WHAT YOU SHOULD DO
Please copy the part of the data that opens with the line containing "Find the bird's tail;" and runs through the end of the data, changing "outline" to "contour" and leaving everything else unchanged.

Contour annotation data:

** BEGIN **

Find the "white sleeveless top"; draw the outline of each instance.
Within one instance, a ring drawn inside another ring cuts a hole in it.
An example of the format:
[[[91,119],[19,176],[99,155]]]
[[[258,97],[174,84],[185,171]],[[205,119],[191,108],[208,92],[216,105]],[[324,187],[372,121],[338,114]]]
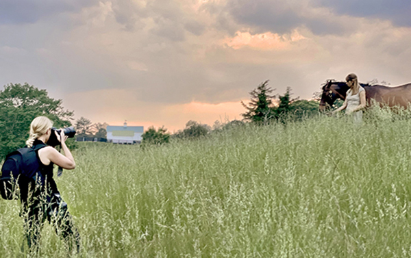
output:
[[[364,88],[360,86],[358,89],[358,93],[356,94],[351,94],[351,89],[347,92],[347,108],[346,112],[350,112],[360,105],[360,92],[364,91]],[[362,110],[359,110],[353,114],[354,117],[354,122],[361,122],[362,121]]]

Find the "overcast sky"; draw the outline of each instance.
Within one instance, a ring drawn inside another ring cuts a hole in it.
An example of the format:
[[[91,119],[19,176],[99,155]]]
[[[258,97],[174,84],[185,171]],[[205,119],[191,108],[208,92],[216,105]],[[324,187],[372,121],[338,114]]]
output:
[[[119,125],[240,119],[265,80],[411,82],[409,0],[1,0],[0,85],[46,89]]]

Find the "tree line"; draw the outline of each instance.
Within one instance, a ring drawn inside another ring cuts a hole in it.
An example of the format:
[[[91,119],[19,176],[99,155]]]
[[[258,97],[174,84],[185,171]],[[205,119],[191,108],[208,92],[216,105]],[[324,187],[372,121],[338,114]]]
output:
[[[247,122],[264,125],[273,121],[287,122],[290,120],[301,120],[318,114],[318,98],[311,101],[292,99],[290,88],[288,88],[283,95],[272,94],[274,90],[269,87],[269,81],[265,81],[249,92],[250,101],[247,104],[241,102],[247,110],[241,114],[243,118],[242,120],[236,120],[224,124],[217,120],[212,127],[190,120],[186,124],[184,129],[173,135],[167,133],[164,127],[159,128],[158,131],[154,127],[150,127],[142,134],[143,144],[162,144],[169,142],[170,139],[173,138],[199,138],[211,133],[242,126]]]
[[[266,125],[272,121],[286,122],[299,120],[318,113],[319,101],[292,99],[291,89],[283,95],[273,95],[269,81],[260,84],[249,92],[250,101],[242,102],[246,112],[242,120],[223,123],[216,121],[212,127],[190,120],[184,129],[171,134],[163,127],[149,127],[143,133],[142,146],[169,142],[171,139],[195,139],[212,132],[244,125],[247,122]],[[27,83],[10,83],[0,91],[0,159],[16,149],[25,145],[28,138],[29,125],[38,116],[45,116],[54,122],[57,128],[71,126],[74,112],[65,109],[62,99],[49,96],[45,90],[39,90]],[[77,137],[106,138],[107,123],[92,123],[81,117],[75,122]]]

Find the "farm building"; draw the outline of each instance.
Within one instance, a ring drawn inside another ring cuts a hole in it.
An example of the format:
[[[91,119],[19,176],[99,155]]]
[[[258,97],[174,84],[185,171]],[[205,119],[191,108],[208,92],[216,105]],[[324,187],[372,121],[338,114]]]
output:
[[[107,127],[107,141],[112,143],[132,144],[141,142],[143,127],[127,127],[108,125]]]

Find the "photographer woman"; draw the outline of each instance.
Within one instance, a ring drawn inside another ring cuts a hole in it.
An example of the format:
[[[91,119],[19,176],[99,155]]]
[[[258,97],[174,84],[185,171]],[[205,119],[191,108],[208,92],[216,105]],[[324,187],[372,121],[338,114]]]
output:
[[[47,218],[55,227],[58,235],[66,243],[69,250],[71,252],[74,247],[78,253],[79,235],[67,210],[67,204],[62,199],[53,179],[53,164],[70,170],[75,168],[75,162],[64,142],[67,136],[64,136],[63,130],[60,130],[60,135],[52,131],[52,126],[53,122],[45,116],[34,118],[30,125],[29,136],[26,144],[36,153],[37,162],[34,162],[30,166],[38,172],[33,179],[21,179],[19,181],[25,233],[30,251],[37,253],[40,231]],[[52,133],[55,133],[61,143],[64,155],[46,145]]]

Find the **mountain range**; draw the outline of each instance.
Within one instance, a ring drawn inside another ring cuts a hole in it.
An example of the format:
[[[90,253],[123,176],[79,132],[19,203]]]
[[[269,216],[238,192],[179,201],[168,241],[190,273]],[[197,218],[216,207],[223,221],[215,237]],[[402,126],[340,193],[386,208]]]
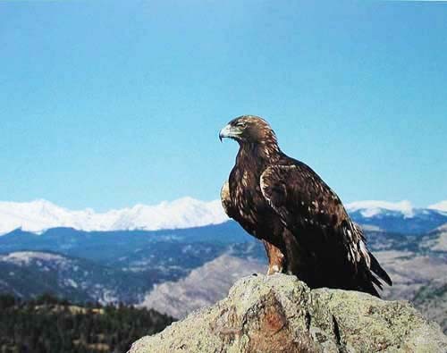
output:
[[[445,307],[447,285],[444,206],[363,201],[347,209],[393,280],[384,298],[412,300],[447,330],[438,310]],[[235,279],[266,267],[262,244],[229,221],[218,201],[183,198],[105,214],[46,201],[1,203],[0,227],[13,229],[0,237],[0,292],[23,298],[49,291],[181,317],[224,298]]]
[[[418,233],[447,223],[447,201],[416,208],[409,201],[360,201],[346,205],[353,219],[372,230]],[[228,221],[220,200],[199,201],[183,198],[156,206],[97,213],[72,211],[49,201],[0,202],[0,235],[15,229],[41,233],[52,228],[86,231],[156,231],[219,224]]]

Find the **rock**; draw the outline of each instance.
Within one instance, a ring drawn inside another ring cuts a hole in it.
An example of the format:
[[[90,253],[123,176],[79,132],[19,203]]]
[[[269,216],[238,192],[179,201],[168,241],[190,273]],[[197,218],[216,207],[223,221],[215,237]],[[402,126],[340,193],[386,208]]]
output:
[[[226,298],[136,341],[149,352],[447,352],[447,337],[409,304],[295,276],[249,276]]]

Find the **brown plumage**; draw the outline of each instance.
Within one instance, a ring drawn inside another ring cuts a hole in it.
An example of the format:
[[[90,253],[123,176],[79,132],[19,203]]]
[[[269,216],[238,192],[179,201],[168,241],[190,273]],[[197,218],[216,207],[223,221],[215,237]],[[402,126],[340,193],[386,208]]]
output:
[[[392,284],[337,195],[310,167],[281,151],[265,120],[236,118],[219,138],[240,145],[236,164],[222,188],[223,206],[264,242],[268,274],[284,272],[311,288],[375,296],[376,288],[382,289],[379,279]]]

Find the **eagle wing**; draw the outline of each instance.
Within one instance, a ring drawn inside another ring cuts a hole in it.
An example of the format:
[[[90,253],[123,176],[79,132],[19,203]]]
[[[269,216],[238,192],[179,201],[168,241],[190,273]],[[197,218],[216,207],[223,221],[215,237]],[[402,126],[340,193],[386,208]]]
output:
[[[230,196],[230,185],[228,183],[228,181],[226,181],[224,183],[224,185],[222,186],[222,189],[221,189],[221,202],[222,202],[222,206],[224,207],[224,210],[225,211],[225,214],[230,218],[233,218],[234,219],[237,212],[234,209],[234,206],[232,206],[232,198]]]
[[[260,189],[283,225],[293,234],[301,231],[300,241],[312,251],[325,251],[323,256],[342,256],[356,273],[366,271],[368,281],[380,288],[382,283],[369,270],[391,285],[388,274],[367,249],[361,228],[350,221],[338,196],[310,167],[295,160],[269,166],[261,174]]]

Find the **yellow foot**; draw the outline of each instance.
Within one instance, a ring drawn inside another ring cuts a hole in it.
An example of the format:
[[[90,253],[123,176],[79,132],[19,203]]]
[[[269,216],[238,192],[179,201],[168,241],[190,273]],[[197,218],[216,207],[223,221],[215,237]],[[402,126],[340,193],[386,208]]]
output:
[[[267,276],[274,273],[281,273],[283,272],[283,268],[278,266],[277,265],[274,265],[271,266],[268,266],[267,270]]]

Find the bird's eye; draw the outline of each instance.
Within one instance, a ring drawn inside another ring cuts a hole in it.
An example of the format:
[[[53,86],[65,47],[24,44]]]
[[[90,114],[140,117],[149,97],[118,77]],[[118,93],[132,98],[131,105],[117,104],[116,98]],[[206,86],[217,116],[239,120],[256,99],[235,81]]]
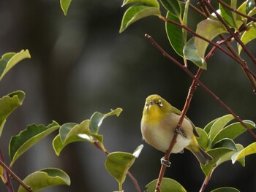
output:
[[[159,100],[158,101],[158,104],[160,106],[160,107],[162,107],[162,102],[161,100]]]

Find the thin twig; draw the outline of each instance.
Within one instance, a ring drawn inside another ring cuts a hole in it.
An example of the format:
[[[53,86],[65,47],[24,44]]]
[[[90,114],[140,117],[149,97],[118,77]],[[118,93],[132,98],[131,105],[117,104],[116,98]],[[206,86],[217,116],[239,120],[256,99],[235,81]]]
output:
[[[223,24],[223,26],[226,28],[226,29],[227,30],[228,33],[230,34],[231,34],[235,39],[238,42],[238,43],[239,43],[239,45],[243,47],[243,49],[244,50],[244,52],[246,53],[246,54],[248,55],[248,56],[252,59],[252,62],[256,64],[256,58],[255,58],[255,56],[252,54],[252,53],[246,49],[246,47],[245,47],[244,44],[241,41],[239,37],[238,37],[230,28],[230,27],[227,26],[227,24],[226,23],[226,22],[225,22],[225,20],[223,20],[223,18],[219,15],[219,14],[215,10],[215,9],[212,7],[212,5],[211,4],[209,4],[206,0],[204,0],[204,3],[208,6],[208,7],[209,7],[216,15],[216,16],[219,18],[219,20],[222,22],[222,23]]]
[[[236,10],[236,9],[231,7],[230,5],[228,5],[227,4],[226,4],[225,2],[224,2],[222,0],[217,0],[219,1],[219,3],[220,3],[221,4],[222,4],[223,6],[225,6],[225,7],[227,7],[228,9],[230,9],[232,12],[236,12],[238,15],[240,15],[241,16],[243,16],[244,18],[246,18],[247,19],[252,20],[255,22],[256,22],[256,19],[253,17],[249,16],[246,14],[244,14],[241,12],[238,12],[238,10]]]
[[[228,112],[230,112],[256,139],[256,134],[246,126],[246,123],[237,115],[226,104],[225,104],[217,95],[215,95],[206,85],[205,85],[198,78],[197,78],[187,67],[184,67],[178,61],[170,56],[162,47],[149,35],[146,35],[147,39],[158,49],[162,54],[172,61],[174,64],[181,68],[189,76],[190,76],[193,80],[195,80],[197,84],[205,90],[211,97],[213,97],[217,102],[219,102],[221,106],[222,106]]]

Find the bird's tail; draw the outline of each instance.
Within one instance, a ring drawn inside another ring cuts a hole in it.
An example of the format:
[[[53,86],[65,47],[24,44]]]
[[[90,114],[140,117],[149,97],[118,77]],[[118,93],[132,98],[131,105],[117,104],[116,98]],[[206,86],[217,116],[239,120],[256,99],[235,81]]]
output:
[[[213,158],[208,154],[201,147],[199,146],[199,150],[190,150],[198,159],[200,163],[203,165],[206,165],[208,161],[213,161]]]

** END **

OUTPUT FOR THIS TASK
Find the bird's tail; draw the contour of each instance.
Within one instance, a ring drawn inside another ring cuts a hole in it.
An example of the format:
[[[53,86],[65,47],[24,44]]]
[[[90,114],[140,117],[149,97],[118,77]],[[118,93],[132,98],[131,105],[117,104],[116,98]],[[206,86],[217,116],[239,120],[256,99],[235,81]]]
output:
[[[213,158],[208,154],[201,147],[199,146],[199,150],[190,150],[198,159],[200,163],[203,165],[206,165],[208,161],[213,161]]]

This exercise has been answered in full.